▶ **WHAT IS REQUIRED**: In the entries below, find the line with "for every instance of the parked" and print exactly every line from there up to and including the line with "for every instance of the rooftop", with no other lines.

▶ **EXTRACTED DATA**:

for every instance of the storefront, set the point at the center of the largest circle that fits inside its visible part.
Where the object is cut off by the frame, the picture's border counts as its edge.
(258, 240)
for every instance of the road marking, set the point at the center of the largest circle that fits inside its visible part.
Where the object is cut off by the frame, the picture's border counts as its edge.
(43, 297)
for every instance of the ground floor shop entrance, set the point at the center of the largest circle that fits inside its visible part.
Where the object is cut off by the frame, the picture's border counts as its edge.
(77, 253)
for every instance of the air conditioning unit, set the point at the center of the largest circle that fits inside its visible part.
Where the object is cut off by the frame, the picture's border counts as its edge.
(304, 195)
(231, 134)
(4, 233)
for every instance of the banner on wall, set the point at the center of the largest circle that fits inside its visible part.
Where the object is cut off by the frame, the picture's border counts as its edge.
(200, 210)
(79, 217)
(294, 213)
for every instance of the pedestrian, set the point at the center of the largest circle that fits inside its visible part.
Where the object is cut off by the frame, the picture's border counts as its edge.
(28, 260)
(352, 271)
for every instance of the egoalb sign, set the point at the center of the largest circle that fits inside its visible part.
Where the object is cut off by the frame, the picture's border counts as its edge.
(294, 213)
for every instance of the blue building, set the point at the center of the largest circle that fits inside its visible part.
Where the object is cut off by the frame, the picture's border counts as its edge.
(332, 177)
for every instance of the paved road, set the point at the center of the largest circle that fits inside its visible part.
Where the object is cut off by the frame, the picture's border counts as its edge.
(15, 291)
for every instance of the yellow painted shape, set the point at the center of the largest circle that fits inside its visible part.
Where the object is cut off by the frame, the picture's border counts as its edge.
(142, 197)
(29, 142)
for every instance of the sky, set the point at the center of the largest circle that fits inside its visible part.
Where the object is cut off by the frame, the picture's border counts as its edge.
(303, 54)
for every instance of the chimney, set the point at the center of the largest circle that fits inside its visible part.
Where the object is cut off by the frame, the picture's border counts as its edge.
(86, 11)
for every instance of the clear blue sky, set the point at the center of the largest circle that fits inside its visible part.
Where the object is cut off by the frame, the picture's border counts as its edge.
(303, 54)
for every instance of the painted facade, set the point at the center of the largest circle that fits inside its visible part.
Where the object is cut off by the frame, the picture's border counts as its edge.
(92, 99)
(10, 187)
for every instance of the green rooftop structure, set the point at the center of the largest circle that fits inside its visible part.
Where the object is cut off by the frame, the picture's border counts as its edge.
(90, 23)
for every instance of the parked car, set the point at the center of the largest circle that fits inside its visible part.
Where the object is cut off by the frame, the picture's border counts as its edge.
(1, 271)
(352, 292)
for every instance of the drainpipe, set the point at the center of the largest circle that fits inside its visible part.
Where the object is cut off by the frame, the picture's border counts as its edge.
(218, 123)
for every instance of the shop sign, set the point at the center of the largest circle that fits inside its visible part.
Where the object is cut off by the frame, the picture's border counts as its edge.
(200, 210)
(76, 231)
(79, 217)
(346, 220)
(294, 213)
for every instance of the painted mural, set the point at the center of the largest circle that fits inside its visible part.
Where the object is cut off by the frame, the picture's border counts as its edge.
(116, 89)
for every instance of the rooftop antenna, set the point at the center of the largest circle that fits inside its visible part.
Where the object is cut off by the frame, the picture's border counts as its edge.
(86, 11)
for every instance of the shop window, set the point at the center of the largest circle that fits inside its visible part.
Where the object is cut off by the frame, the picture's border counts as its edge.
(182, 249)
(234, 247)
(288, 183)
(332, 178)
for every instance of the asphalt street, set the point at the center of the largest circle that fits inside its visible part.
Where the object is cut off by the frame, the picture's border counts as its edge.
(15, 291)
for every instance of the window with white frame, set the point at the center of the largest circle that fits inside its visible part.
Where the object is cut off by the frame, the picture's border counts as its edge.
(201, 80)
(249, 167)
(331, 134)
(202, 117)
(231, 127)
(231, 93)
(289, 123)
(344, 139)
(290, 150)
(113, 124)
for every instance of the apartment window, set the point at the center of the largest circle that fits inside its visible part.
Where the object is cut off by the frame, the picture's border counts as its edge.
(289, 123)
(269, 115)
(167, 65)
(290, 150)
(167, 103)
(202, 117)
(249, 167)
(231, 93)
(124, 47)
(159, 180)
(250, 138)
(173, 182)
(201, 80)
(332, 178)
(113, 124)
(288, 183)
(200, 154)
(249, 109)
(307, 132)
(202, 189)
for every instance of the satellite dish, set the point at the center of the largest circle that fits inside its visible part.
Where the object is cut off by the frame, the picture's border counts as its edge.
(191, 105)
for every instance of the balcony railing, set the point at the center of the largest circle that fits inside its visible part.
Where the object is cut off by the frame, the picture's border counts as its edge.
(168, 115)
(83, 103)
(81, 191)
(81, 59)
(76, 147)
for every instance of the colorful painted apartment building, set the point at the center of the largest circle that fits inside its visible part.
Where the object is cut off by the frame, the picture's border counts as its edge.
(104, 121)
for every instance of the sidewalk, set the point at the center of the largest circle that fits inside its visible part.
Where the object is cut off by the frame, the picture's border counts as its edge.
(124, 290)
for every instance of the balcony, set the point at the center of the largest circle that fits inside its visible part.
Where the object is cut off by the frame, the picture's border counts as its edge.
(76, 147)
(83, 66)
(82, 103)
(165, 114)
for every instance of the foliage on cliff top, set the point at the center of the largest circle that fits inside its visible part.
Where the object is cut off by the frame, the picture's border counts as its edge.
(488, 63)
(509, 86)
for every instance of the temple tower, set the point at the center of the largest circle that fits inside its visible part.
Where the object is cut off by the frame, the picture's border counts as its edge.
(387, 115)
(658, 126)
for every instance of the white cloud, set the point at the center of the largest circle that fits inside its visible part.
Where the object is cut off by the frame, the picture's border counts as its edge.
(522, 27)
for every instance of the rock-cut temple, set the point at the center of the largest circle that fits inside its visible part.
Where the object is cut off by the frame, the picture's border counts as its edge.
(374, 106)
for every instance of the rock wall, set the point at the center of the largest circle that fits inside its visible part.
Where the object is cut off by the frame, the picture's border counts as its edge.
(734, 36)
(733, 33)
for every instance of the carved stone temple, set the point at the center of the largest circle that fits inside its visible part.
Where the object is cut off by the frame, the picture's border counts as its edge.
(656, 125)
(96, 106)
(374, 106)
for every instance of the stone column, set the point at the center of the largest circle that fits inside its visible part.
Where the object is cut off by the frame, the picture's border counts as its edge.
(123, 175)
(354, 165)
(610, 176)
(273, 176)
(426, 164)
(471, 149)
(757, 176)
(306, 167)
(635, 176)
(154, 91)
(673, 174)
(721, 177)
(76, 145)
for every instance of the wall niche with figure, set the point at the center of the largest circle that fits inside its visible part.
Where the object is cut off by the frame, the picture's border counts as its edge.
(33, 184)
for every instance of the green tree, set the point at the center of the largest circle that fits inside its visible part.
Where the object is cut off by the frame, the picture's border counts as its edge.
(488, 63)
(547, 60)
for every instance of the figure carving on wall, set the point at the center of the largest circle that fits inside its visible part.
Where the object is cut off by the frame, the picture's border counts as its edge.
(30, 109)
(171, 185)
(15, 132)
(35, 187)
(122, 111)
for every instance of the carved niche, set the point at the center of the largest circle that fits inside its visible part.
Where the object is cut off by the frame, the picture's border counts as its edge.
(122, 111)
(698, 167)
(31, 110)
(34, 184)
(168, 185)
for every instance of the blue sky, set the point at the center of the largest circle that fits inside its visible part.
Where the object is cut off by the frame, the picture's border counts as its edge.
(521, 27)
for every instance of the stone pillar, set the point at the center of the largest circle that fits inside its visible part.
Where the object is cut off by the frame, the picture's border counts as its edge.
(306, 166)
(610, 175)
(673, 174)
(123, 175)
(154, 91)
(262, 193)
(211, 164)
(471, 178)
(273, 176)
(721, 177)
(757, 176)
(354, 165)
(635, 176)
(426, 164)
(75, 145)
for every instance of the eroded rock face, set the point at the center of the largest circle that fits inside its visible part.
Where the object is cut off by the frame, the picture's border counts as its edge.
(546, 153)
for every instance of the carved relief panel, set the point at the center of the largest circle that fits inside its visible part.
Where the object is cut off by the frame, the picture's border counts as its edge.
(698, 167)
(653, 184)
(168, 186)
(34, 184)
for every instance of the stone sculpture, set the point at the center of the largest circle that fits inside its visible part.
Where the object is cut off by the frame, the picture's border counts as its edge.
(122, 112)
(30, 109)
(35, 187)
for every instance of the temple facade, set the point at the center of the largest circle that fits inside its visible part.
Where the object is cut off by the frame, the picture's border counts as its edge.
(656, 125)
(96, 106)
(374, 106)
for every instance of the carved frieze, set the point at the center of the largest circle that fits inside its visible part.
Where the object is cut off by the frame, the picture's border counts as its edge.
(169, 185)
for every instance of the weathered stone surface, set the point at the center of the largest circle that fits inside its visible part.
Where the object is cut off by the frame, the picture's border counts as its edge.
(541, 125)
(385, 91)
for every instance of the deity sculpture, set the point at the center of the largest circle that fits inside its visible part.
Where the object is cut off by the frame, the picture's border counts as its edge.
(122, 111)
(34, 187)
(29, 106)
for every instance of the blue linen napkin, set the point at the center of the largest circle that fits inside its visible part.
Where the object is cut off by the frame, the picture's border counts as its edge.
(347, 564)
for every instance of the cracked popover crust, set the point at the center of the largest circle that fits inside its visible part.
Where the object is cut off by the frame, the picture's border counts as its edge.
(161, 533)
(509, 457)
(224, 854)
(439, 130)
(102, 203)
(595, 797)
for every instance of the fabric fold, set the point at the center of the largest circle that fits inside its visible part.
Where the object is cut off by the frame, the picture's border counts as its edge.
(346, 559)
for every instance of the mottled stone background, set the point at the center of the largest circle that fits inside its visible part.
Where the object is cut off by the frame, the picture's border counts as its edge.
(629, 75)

▶ **RESPONSE**:
for every instance of the parked car, set the point at the center of the largest circle that fits inside its visible part.
Where the object is cut off by the frame, the picture's border counts as its edge.
(1, 271)
(352, 292)
for every instance of the drainpipe, set the point at the center of the largest circle that fits inside its visible part.
Where the object is cut off by the frame, the picture's border counts as its edge.
(218, 123)
for every instance of the shop sign, set the point at the center of the largest circle that fits inside its visible part.
Where the object is cut off by the frame, the picture's border counts as its edge.
(200, 210)
(76, 231)
(79, 217)
(346, 220)
(294, 213)
for every instance of the painted mural, set the point at the center of the largest circle that fits inside its visible part.
Where the object is cut off by the frame, the picture's border counts as its edge.
(116, 89)
for every instance of the rooftop antenna, set the point at the center of the largest circle that fits inside its visible part.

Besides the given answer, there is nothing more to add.